◆ **Given task**
Echo every line of the records below verbatim, leaving out the pictures.
★ ★ ★ ★
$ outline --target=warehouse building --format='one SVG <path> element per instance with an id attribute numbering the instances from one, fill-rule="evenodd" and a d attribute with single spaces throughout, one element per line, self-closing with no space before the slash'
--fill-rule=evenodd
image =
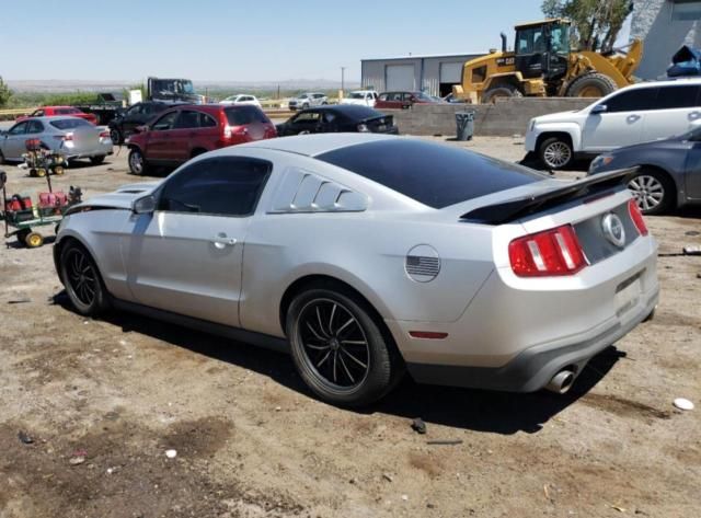
<path id="1" fill-rule="evenodd" d="M 363 88 L 384 91 L 423 91 L 445 96 L 453 84 L 460 84 L 462 66 L 483 54 L 445 56 L 405 56 L 384 59 L 363 59 Z"/>
<path id="2" fill-rule="evenodd" d="M 633 0 L 631 37 L 645 46 L 635 76 L 664 77 L 679 47 L 701 47 L 701 0 Z"/>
★ ★ ★ ★
◆ **Full output**
$ outline --target=warehouse building --format='one SVG <path> element per instance with an id attribute numbering the instances from one, fill-rule="evenodd" and a d attribute with single spaces throughout, one element per line, self-closing with no space before the slash'
--fill-rule=evenodd
image =
<path id="1" fill-rule="evenodd" d="M 363 88 L 384 91 L 423 91 L 445 96 L 453 84 L 460 84 L 462 66 L 483 54 L 445 56 L 405 56 L 384 59 L 363 59 Z"/>
<path id="2" fill-rule="evenodd" d="M 633 0 L 631 37 L 645 46 L 635 76 L 664 77 L 679 47 L 701 47 L 701 0 Z"/>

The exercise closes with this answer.